* Begin Text segment *

It goes without saying that, in formless multi-cultural societies, no one is obligated to celebrate the end year in a Christian manner. If they want to beat drums and run about with torches or light candles or set their cheque books afire that is their business.  But, as the name might suggest, Christmas is a christian holiday and this brief article will attempt to explain what that commemoration is about.

This explanation will obviously be made in the context of the Gospel narrative. But although that may be the shell, I believe the kernel of the message is something that might be of interest to heathen, apostates, infidels and stiff-necks as well.



Advent is indeed a penitential season. (Shock and Surprise!) But while there is nothing wrong with taking stock of one’s imperfections,  I believe the focus is wrong.  The penitence at issue is penitence for our existential darkness.   Today’s lectionary begins,

We have all become like one who is unclean, and all our righteous deeds are like a filthy cloth. We all fade like a leaf, and our iniquities, like the wind, take us away.   (Is. 64:6)
Isaiah is far more irredentist than a mere moralist; for it is, he says, our righteous deeds which are a filthy cloth.  If all our righteousness amounts to no more than a filthy cloth, what is the point in resolving to be righteous?

Quid sum miser tunc dicturus?  Cum vix justus sit securus?
What shall I, frail man, be pleading? When the just are mercy needing?
(Dies Irae)
The darkness of the Advent season is not a mere stumbling or falling short but an all-encompassing hopelessness.  We can rectify nothing; we are and can only become a vexation to ourselves. (St. Augstine, Confessions.) We are utterly hopeless.

But so too the world.

The fact is that when we look objectively at the world, it is nasty and brutish. It too is a vexation. 

How can the rich and powerful be allowed their fame and comforts while a little boy in Iraq has both his arms blown off at their command?

Where is goodness to the little fish who gets swallowed up or to the fawn who gets taken down in the tiger’s maw?  Where is justice to the little mousie with his upturnéd housie? 

I’m truly sorry Man's dominion; Has broken Nature's social union.”   But Nature’s union is itself hard and cruel.  What we call the beauty of Creation is simply ignorance of its nastier half.

Every where we turn, we see more than enough evil and injustice and failure and pointlessness to fill us with the emptiness of despair. 

Le silence eternel m’effraie. (Pascal) A cruel god has created harsh world and everywhere a deaf god has forsaken us. This is the winter of our solitude.

And so we can but regret. We regret our existence and are sorry in a hard and brutish world.  Today’s lectionary continues,

After [all] that suffering, the sun will be darkened, and the moon will not give its light,  and the stars will be falling from heaven,  
Even at this moment, galaxies are being swallowed up whole into pinholes of infinite darkness. 

Light a candle?  Oh, please...

To this, the priest will answer that there is hope at the end of the tunnel — a hope symbolized by the birth of innocence and powerlessness in a rough hewn stable.

Some say it is the hope of rebirth, of continuity of those things which are fresh and new and full of hope, like a baby.

Others will say that it is the hope of powerlessness and the overcoming of might by weakness.  Thus, St. Luke,

He hath scattered the proud in the imagination of their hearts.  He hath put down the mighty from their seat : and hath exalted the humble and meek. He hath filled the hungry with good things : and the rich he hath sent empty away.  (Luke 1:46)

* End Text segment *
* Begin Material *

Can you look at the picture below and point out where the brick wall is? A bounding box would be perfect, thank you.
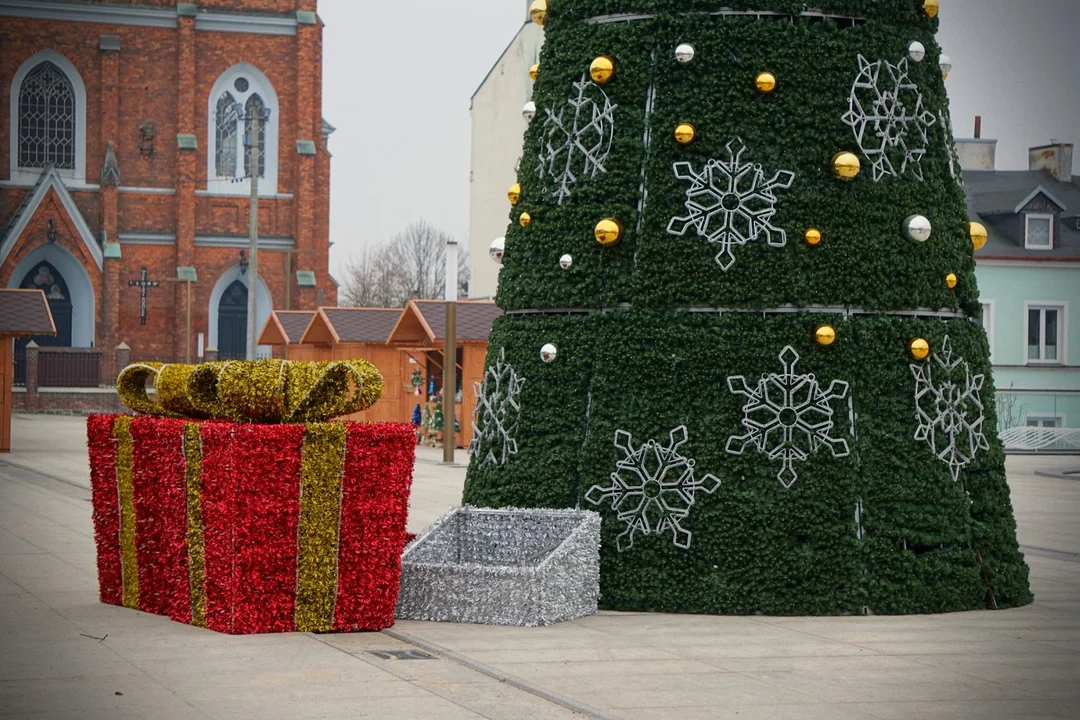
[0,0,337,371]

* End Material *

** Work instructions **
(1) Reproduce the stretch of the Advent essay from "Isaiah is far" through "are utterly hopeless.".
(2) Carry the Advent essay forward from its last sentence.

** Written answers **
(1)
Isaiah is far more irredentist than a mere moralist; for it is, he says, our righteous deeds which are a filthy cloth.  If all our righteousness amounts to no more than a filthy cloth, what is the point in resolving to be righteous?

Quid sum miser tunc dicturus?  Cum vix justus sit securus?
What shall I, frail man, be pleading? When the just are mercy needing?
(Dies Irae)
The darkness of the Advent season is not a mere stumbling or falling short but an all-encompassing hopelessness.  We can rectify nothing; we are and can only become a vexation to ourselves. (St. Augstine, Confessions.) We are utterly hopeless.

(2)
Still others will say that is the hope to be found in simplicity or in dedication to others


Perhaps. But all these exhortations are merely a hope.  Hope is not a good in the hand.  It is an aspiration,  a breathing in, little else.   In the end hope itself is vanity.  Chanting in the dark may be sonorous but it is still chanting in the dark.

So then, if darkness swallows all, if injustice overcomes all and if hope is merely a distracting sigh, we might just as well indulge in vulgar merrymaking, for what difference does it make?  (1 Corinthians 15:32.)

It is here,  I think, where the true faith of Christianity shines through. This true faith consists in the assertion that, in spite of everything to the contrary, there really and truly is a joyous light force in the world.  Its existence allows us an hypothesis of hope .


Let us begin with the fact that behind the manger looms the Cross.  We know now that the story which begins with Jesus in Mary’s arms ends with Christ’s arms outstretched on wood.  A knowing Christian cannot but see in birth a future death. 

We are fooling ourselves if we think it otherwise; if we close our eyes and are just insipidly happy for a moment.

Let us hew to realism.  Today’s cutsie babie is tomorrow’s Pontius Pilate. Tomorrow’s Moral Example ends up cast into the pit on the day after.  Explaining hope in terms of natural or moral regeneration leads nowhere but in a circle. We remain trapped in a world that is ultimately and infinitely dark and pointless, ruled over by a deaf and impotent god who is best at forsaking those whom most he loves.



We are looking in the wrong place.  Contrary to artists’ best and most beautiful impressions, the light spoken of in the Gospels does not emanate from the newborn in swaddling clothes but from above. At most, it lit upon the the manger, although more appreciably what it illuminated was the sheep.



In the gospel narrations, this light next appears when Jesus is transfigured on the mountain top and it appears one last time when Jesus is resurrected into Heaven.

Thus, within the story, the star which comes over the shepherds on the field is a foretelling of the light that can fully fill our being and which overcomes after death.

In sum, the Gospels tell a story of a Light which shines on, shines through and ultimately swallows up.


The Transfiguration (Monastery of St. Catherine, Sinai)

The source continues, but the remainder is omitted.